*Written instruction*. Return these lines word for word, with no changes.

Raw records
## start

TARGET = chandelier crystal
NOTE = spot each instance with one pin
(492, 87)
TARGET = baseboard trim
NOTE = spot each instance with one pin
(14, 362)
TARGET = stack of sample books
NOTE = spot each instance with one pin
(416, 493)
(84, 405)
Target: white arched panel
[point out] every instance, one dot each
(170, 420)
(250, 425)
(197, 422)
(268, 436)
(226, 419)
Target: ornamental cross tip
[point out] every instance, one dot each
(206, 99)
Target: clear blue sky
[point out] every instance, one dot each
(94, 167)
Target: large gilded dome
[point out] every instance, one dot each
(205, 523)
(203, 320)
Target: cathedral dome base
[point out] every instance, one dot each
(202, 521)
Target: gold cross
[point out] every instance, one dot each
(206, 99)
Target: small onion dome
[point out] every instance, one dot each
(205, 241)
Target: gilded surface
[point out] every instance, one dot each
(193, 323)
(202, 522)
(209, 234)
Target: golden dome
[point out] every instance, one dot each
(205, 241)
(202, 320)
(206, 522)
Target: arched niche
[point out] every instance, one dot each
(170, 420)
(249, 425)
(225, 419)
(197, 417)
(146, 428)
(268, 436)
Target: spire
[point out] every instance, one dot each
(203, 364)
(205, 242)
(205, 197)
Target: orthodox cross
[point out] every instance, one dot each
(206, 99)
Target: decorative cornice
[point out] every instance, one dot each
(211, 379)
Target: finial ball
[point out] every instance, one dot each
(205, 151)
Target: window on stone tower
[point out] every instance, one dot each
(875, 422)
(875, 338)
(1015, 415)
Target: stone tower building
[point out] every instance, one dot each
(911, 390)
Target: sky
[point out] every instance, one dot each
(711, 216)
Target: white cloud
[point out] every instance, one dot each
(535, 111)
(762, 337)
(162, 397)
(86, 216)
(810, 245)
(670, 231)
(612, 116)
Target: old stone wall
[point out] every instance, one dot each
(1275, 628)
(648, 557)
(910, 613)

## end

*In response*.
TARGET = chandelier crystal
NOTE = spot each instance with one pin
(492, 87)
TARGET = baseboard trim
NOTE = spot each instance with one pin
(14, 362)
TARGET = stack of sample books
NOTE = spot each instance with one pin
(416, 493)
(84, 405)
Target: white arched panel
[point out] every instance, one dot each
(170, 420)
(250, 425)
(197, 422)
(268, 436)
(226, 419)
Target: ornamental cross tip
[point out] every instance, one dot each
(206, 99)
Target: clear blue sky
[point out] every instance, one dot each
(94, 167)
Target: large gilded dome
[point out] every instance, one dot each
(205, 523)
(203, 320)
Target: cathedral dome base
[point out] every instance, one dot each
(202, 521)
Target: gold cross
[point out] every instance, one dot each
(206, 99)
Target: small onion dome
[point out] every instance, one dot each
(205, 241)
Target: gilded surface
[point out] every instance, one dot each
(193, 323)
(202, 522)
(209, 234)
Target: golden dome
[point out] every instance, one dot each
(205, 241)
(202, 320)
(206, 522)
Target: arched niche
[point out] every instance, one dot each
(170, 420)
(249, 425)
(225, 419)
(197, 417)
(146, 428)
(268, 436)
Target: spire
[point out] every instance, one dot each
(203, 364)
(205, 242)
(205, 197)
Target: orthodox cross
[point out] every instance, one dot each
(206, 99)
Target: decorative cornice
[point out] every instance, one dot each
(211, 379)
Target: finial ball
[point out] every instance, one dot each
(205, 151)
Target: window on stone tower
[point out] every instance, one dot each
(875, 422)
(875, 338)
(1015, 415)
Target: stone tower building
[point out] every instance, one dot each
(911, 390)
Target: sky
[point out] every instance, one dot each
(711, 216)
Target: white cloud
[point out] every instance, one dot each
(535, 111)
(762, 337)
(162, 397)
(86, 216)
(810, 245)
(670, 231)
(612, 116)
Target: old stone wall
[point out] every instance, one dot each
(1275, 628)
(648, 557)
(910, 613)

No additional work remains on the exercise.